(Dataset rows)
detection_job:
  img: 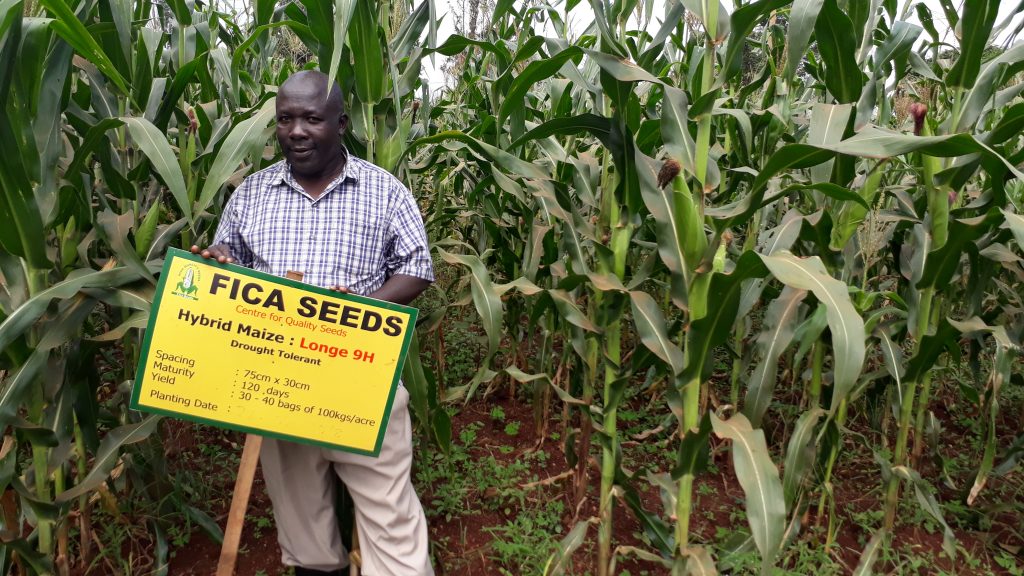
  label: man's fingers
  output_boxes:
[191,244,234,264]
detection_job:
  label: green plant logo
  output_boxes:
[171,265,200,300]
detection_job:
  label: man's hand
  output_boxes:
[191,244,234,264]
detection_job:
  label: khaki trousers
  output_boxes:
[260,385,434,576]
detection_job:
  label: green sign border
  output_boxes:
[130,243,419,458]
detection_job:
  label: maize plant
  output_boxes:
[414,0,1024,574]
[0,0,1024,576]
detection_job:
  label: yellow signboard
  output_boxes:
[131,249,416,456]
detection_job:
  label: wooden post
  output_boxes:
[209,272,302,576]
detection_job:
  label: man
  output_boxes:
[193,71,434,576]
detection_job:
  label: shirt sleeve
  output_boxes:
[213,180,253,268]
[384,184,434,282]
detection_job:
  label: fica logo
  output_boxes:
[171,265,200,300]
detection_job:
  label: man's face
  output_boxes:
[278,78,348,178]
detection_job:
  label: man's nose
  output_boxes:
[288,120,309,138]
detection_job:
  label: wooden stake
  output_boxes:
[211,272,303,576]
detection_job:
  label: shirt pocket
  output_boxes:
[332,208,386,286]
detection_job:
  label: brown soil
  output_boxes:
[66,385,1024,576]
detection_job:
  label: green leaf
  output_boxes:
[853,528,884,576]
[716,0,793,85]
[951,43,1024,132]
[807,104,847,183]
[1000,208,1024,245]
[0,265,153,349]
[630,291,683,374]
[785,0,824,82]
[39,0,131,95]
[892,466,956,559]
[548,290,601,333]
[672,411,711,477]
[782,406,825,510]
[402,130,551,179]
[660,86,722,188]
[544,521,590,576]
[705,143,834,225]
[56,415,163,503]
[823,126,1024,179]
[945,0,999,88]
[761,252,866,412]
[0,114,50,270]
[814,0,864,104]
[916,210,999,289]
[637,154,703,308]
[350,0,388,105]
[498,46,583,124]
[711,414,785,572]
[904,318,959,382]
[437,248,504,359]
[743,286,807,427]
[194,98,275,214]
[135,195,161,261]
[680,251,768,382]
[185,502,224,544]
[682,0,729,40]
[586,50,662,84]
[121,117,193,222]
[96,210,157,285]
[509,113,616,149]
[685,546,718,576]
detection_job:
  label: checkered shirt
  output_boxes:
[213,153,434,295]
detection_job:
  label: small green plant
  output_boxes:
[505,421,519,436]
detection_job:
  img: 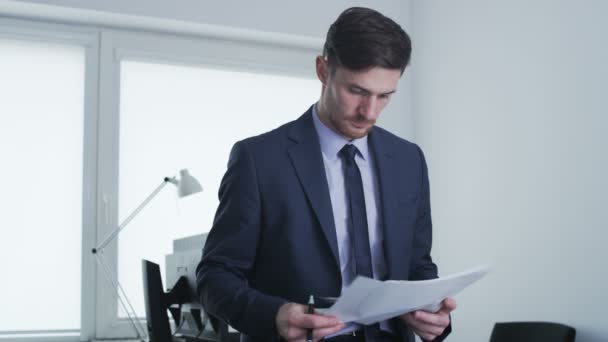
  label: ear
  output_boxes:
[315,56,329,85]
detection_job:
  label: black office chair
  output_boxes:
[490,322,576,342]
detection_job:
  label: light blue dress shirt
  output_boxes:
[312,104,390,334]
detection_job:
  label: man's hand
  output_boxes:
[276,303,344,341]
[401,298,456,341]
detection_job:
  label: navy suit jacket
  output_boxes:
[197,109,448,341]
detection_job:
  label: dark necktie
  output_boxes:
[340,144,380,342]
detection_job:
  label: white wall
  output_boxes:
[412,0,608,342]
[9,0,413,138]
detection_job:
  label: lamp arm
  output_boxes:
[92,177,175,254]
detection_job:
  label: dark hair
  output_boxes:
[323,7,412,73]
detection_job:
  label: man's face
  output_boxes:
[316,56,401,140]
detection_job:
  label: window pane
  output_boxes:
[0,39,85,331]
[118,61,320,317]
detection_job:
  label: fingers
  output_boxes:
[439,298,458,314]
[276,303,344,341]
[402,298,456,340]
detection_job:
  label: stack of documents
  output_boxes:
[324,266,489,325]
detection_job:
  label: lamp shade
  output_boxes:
[177,169,203,198]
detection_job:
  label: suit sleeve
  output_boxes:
[410,147,452,342]
[409,146,437,280]
[196,142,285,340]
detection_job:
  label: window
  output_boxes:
[118,61,319,317]
[0,13,320,341]
[0,39,85,336]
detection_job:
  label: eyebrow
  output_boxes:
[348,84,397,95]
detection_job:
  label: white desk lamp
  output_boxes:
[91,169,203,341]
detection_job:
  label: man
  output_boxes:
[197,8,455,342]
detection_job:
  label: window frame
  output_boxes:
[96,29,318,338]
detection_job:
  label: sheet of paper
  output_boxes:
[318,266,489,325]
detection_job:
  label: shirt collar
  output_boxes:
[312,104,369,160]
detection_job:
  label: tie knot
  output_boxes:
[340,144,359,162]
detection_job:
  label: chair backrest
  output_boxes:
[490,322,576,342]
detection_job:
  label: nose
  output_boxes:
[359,96,379,120]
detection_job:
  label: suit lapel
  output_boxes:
[287,109,340,269]
[368,128,407,279]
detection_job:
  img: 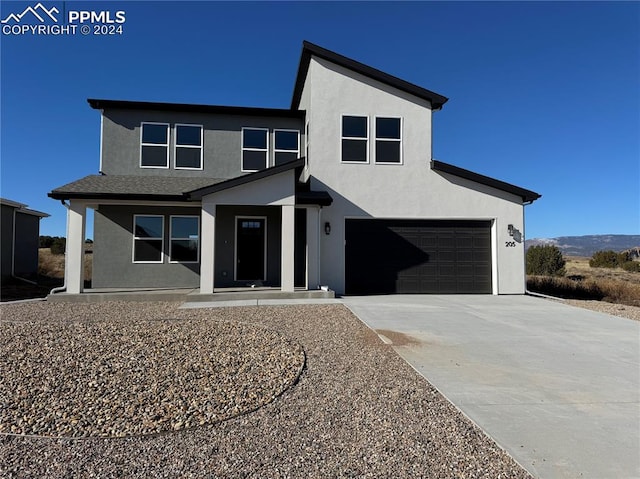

Problem to solve:
Reproduce all of the data above word for word, leaving out the pictures.

Response for this exercise:
detection_job:
  img: 
  label: man's fingers
  output_boxes:
[191,244,234,264]
detection_job:
  label: green plant logo
  output_boxes:
[171,265,200,300]
detection_job:
  label: man's hand
  output_boxes:
[191,244,234,264]
detection_job:
  label: khaki trousers
  output_boxes:
[260,385,434,576]
detection_job:
  label: green sign border
  output_boxes:
[130,243,419,458]
detection_job:
  label: maize plant
  output_boxes:
[414,0,1024,574]
[0,0,1024,576]
detection_job:
  label: yellow signboard
  output_boxes:
[131,249,416,456]
detection_job:
  label: wooden post
  output_boxes:
[209,272,302,576]
detection_job:
  label: man
  output_boxes:
[193,71,434,576]
detection_job:
  label: shirt sleeve
  output_boxes:
[213,180,253,268]
[384,184,434,282]
detection_job:
  label: fica logo
  output_boxes:
[171,265,200,300]
detection_job:
  label: man's face
  output_boxes:
[278,78,348,178]
detection_job:
  label: man's nose
  output_boxes:
[288,120,309,138]
detection_job:
  label: wooden stake
  output_boxes:
[211,272,303,576]
detection_job:
  label: shirt pocket
  output_boxes:
[332,208,386,286]
detection_job:
  label: brown soil
  output_boxes:
[66,385,1024,576]
detection_job:
  label: green leaf
  output_boxes:
[853,528,884,576]
[716,0,793,85]
[951,43,1024,132]
[807,104,847,183]
[1000,208,1024,245]
[0,265,153,349]
[630,291,683,374]
[785,0,824,82]
[39,0,131,95]
[892,466,956,559]
[548,290,601,333]
[672,411,711,477]
[782,406,825,510]
[402,130,551,179]
[660,86,722,188]
[544,521,590,576]
[705,143,834,225]
[56,415,163,503]
[823,126,1024,179]
[945,0,999,88]
[761,252,866,412]
[0,114,50,270]
[814,0,864,104]
[916,210,999,289]
[637,154,703,308]
[350,0,388,105]
[498,46,583,124]
[711,414,785,572]
[904,318,959,382]
[437,248,504,359]
[743,286,807,427]
[194,98,275,214]
[135,195,161,261]
[680,251,768,382]
[185,502,224,544]
[682,0,729,40]
[586,50,662,84]
[121,117,193,222]
[96,210,157,285]
[509,113,616,149]
[685,546,718,576]
detection_job:
  label: checkered shirt
  output_boxes:
[213,153,434,295]
detection_job:
  label: small green plant
  output_boxes:
[505,421,519,436]
detection_job:
  img: 
  label: ear
  output_boxes:
[315,56,329,85]
detection_job:
  label: black office chair
  output_boxes:
[490,322,576,342]
detection_job:
  label: light blue dress shirt
  output_boxes:
[312,104,390,334]
detection_job:
  label: man's hand
  output_boxes:
[276,303,344,341]
[401,298,456,341]
detection_job:
  label: navy suit jacket
  output_boxes:
[197,109,448,341]
detection_job:
  label: dark necktie
  output_boxes:
[340,144,380,342]
detection_job:
  label: white wall
  output_boxes:
[412,0,608,342]
[9,0,413,138]
detection_job:
  label: lamp arm
  output_boxes:
[92,177,175,254]
detection_job:
  label: dark hair
  output_boxes:
[323,7,412,73]
detection_job:
  label: man's face
  output_boxes:
[316,56,401,140]
detection_job:
  label: window pane
  output_boxes:
[0,39,85,331]
[118,61,320,317]
detection_job:
  label: fingers
  output_boxes:
[439,298,458,314]
[276,303,344,341]
[402,298,456,340]
detection_job:
  label: stack of documents
  output_boxes:
[324,266,489,325]
detection_job:
  label: lamp shade
  output_boxes:
[177,169,203,198]
detection_job:
  label: suit sleeve
  output_boxes:
[410,147,452,342]
[409,146,437,280]
[196,142,285,340]
detection_job:
  label: window
  output_boxes:
[118,61,319,317]
[0,13,320,341]
[0,39,85,336]
detection_job:
  label: eyebrow
  output_boxes:
[348,84,397,95]
detection_job:
  label: white desk lamp
  output_boxes:
[91,169,203,341]
detection_job:
  label: man
  output_boxes:
[197,8,455,342]
detection_job:
  label: window frame
  output_boxes:
[96,29,318,338]
detection_job:
  label: sheet of paper
  output_boxes:
[318,266,489,325]
detection_job:
  label: shirt collar
  output_boxes:
[312,104,369,160]
detection_job:
  label: tie knot
  output_boxes:
[340,144,359,162]
detection_job:
  label: chair backrest
  output_boxes:
[490,322,576,342]
detection_job:
  label: nose
  output_boxes:
[359,96,379,120]
detection_job:
  label: suit lapel
  output_boxes:
[287,109,340,269]
[368,128,407,279]
detection_job:
  img: 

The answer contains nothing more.